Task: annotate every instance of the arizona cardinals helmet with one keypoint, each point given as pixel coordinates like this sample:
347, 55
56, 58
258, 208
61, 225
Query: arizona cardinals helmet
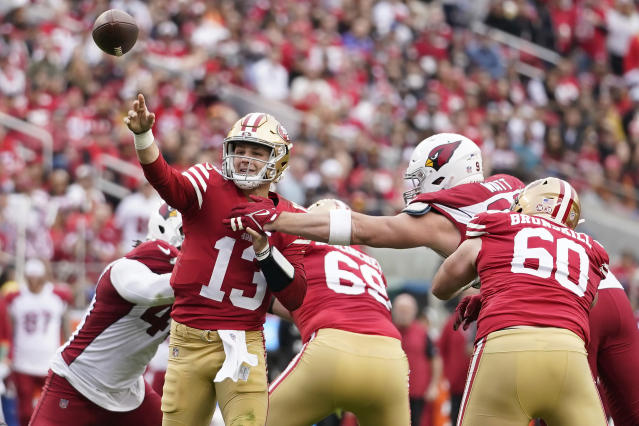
165, 224
262, 129
551, 198
442, 161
◆ ◆ ◆ ◆ ◆
*Problem statement*
The whole listing must be transcribed exactly. No pictures belong in the copy.

*Answer space*
Task: annotate every instance of the arizona cardinals helmet with one keypoint, each point given as pixel coordinates like this sample:
347, 55
56, 58
258, 208
61, 225
Query: arizona cardinals helmet
165, 224
262, 129
551, 198
442, 161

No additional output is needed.